Exercise requirements.
Copy out the lines from the line with "Running a dermatology lesion detector. Mark the tall" to the line with "[85,0,308,123]", requests included, and add 80 to every number in the bounding box coordinates.

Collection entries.

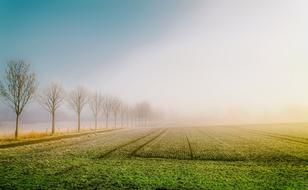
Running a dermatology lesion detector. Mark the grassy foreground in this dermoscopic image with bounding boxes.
[0,127,308,189]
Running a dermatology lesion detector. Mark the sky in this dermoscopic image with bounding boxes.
[0,0,308,124]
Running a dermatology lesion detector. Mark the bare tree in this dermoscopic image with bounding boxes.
[68,87,87,132]
[135,102,152,126]
[119,102,129,127]
[111,97,121,127]
[89,93,104,130]
[0,60,37,139]
[38,83,65,134]
[103,95,112,128]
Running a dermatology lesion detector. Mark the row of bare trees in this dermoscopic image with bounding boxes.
[0,60,159,138]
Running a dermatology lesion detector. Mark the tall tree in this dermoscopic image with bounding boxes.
[111,97,121,128]
[89,93,104,130]
[103,95,112,128]
[68,87,87,132]
[119,102,129,127]
[0,59,37,139]
[38,83,65,134]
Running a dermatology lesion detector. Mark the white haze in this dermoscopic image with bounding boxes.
[1,0,308,124]
[80,0,308,124]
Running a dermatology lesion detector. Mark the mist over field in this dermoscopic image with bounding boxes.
[0,0,308,127]
[0,0,308,190]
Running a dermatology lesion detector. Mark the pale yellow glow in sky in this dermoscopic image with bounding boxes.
[85,0,308,123]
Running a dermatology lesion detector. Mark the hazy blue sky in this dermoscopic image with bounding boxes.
[0,0,196,79]
[0,0,308,123]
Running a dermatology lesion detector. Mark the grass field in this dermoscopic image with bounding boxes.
[0,124,308,189]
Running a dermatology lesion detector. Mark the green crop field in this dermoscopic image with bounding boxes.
[0,124,308,189]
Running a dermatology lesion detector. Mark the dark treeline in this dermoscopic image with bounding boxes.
[0,59,160,139]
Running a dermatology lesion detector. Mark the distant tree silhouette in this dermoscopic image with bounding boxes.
[38,83,65,134]
[89,93,104,130]
[68,87,87,132]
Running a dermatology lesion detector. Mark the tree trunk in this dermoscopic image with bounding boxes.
[51,111,56,135]
[95,116,97,131]
[78,113,80,133]
[15,114,19,139]
[106,114,109,128]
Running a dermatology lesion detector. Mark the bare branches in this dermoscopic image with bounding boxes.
[0,60,37,115]
[0,60,37,138]
[38,83,65,113]
[68,87,87,114]
[38,83,65,134]
[89,93,104,130]
[68,87,87,132]
[103,95,112,128]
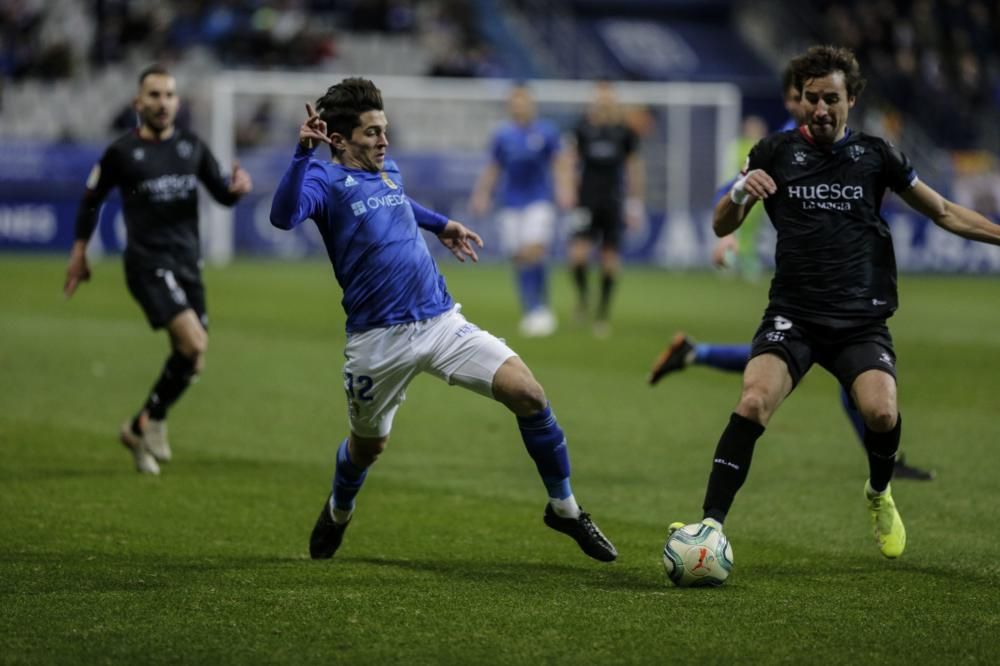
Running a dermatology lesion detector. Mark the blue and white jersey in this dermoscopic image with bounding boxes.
[490,120,560,208]
[271,146,453,333]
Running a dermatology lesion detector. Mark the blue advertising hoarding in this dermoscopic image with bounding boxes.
[0,143,1000,273]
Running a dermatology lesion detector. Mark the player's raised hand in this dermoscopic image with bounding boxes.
[741,169,778,199]
[63,241,90,298]
[712,234,738,268]
[229,160,253,196]
[299,102,332,148]
[438,220,483,262]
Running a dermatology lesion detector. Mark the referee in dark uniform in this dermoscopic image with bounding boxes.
[63,66,253,474]
[703,46,1000,558]
[569,81,645,337]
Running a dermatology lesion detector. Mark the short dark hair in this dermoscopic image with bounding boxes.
[781,63,798,97]
[139,64,173,88]
[789,46,867,97]
[316,78,384,145]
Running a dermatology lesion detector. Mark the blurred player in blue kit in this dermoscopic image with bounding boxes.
[271,78,617,561]
[470,85,574,336]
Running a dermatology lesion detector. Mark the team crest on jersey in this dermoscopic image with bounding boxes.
[382,171,399,190]
[87,162,101,190]
[774,315,792,331]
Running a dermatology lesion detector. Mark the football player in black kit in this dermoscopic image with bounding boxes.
[671,46,1000,558]
[63,66,252,474]
[569,81,645,337]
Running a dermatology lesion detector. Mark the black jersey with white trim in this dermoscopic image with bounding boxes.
[574,118,639,206]
[76,128,239,272]
[747,128,917,328]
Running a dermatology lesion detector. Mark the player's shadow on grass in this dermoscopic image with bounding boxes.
[343,555,664,592]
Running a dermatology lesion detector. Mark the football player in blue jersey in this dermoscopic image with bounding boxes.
[271,78,617,562]
[470,85,574,336]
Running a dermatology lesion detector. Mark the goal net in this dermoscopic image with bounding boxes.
[203,71,740,267]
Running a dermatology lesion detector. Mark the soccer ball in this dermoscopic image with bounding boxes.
[663,523,733,587]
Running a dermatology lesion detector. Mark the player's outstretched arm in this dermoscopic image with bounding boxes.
[229,160,253,197]
[63,240,90,298]
[899,182,1000,245]
[438,220,483,262]
[712,169,778,238]
[469,161,500,216]
[270,103,330,229]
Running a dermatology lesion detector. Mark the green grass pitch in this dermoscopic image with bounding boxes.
[0,255,1000,664]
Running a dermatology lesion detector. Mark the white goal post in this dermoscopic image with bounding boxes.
[202,70,741,263]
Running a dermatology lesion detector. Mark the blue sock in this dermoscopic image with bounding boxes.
[517,405,573,499]
[840,386,865,444]
[333,439,368,511]
[694,344,750,372]
[517,266,539,314]
[533,263,549,306]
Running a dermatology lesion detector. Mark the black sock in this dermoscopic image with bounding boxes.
[597,273,615,320]
[865,414,903,492]
[573,264,587,308]
[702,413,764,523]
[143,351,195,418]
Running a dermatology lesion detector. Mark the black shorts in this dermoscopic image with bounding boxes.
[573,201,625,249]
[125,266,208,330]
[750,313,896,391]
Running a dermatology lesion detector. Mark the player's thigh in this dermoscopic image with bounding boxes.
[593,205,625,251]
[747,314,813,388]
[824,323,898,426]
[343,325,418,439]
[520,201,556,247]
[736,352,795,418]
[125,267,192,329]
[424,305,517,398]
[167,308,208,360]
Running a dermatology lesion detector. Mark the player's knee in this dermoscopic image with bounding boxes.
[864,405,897,432]
[351,435,389,467]
[175,331,208,364]
[496,377,548,416]
[736,386,774,425]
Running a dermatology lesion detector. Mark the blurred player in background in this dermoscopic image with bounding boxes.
[63,66,252,474]
[569,81,646,337]
[470,85,574,336]
[649,65,935,481]
[271,78,617,562]
[671,46,1000,558]
[712,67,803,281]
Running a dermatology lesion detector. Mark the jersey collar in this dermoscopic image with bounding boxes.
[799,124,854,149]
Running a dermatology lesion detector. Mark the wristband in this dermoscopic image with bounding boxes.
[729,176,750,206]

Exercise output.
Running a dermatology lesion detector. Mark the tall tree in this dermoscopic image with bounding boxes.
[191,177,201,208]
[169,173,184,210]
[183,175,192,208]
[148,167,167,212]
[199,182,209,207]
[80,139,117,219]
[118,163,145,214]
Running a dermatology lesion detector. Mark the white haze in this dermoscopic image with bounding boxes.
[81,80,388,204]
[160,80,388,204]
Running a dermatology lesion detector. Mark the mist over field in this dermoscopic image with bounding boxes.
[80,80,388,207]
[80,80,388,270]
Running a dermatology lesion detector. Mark the pale yellow glow in sky in this dermoscopic image with bounding boxes.
[165,80,388,203]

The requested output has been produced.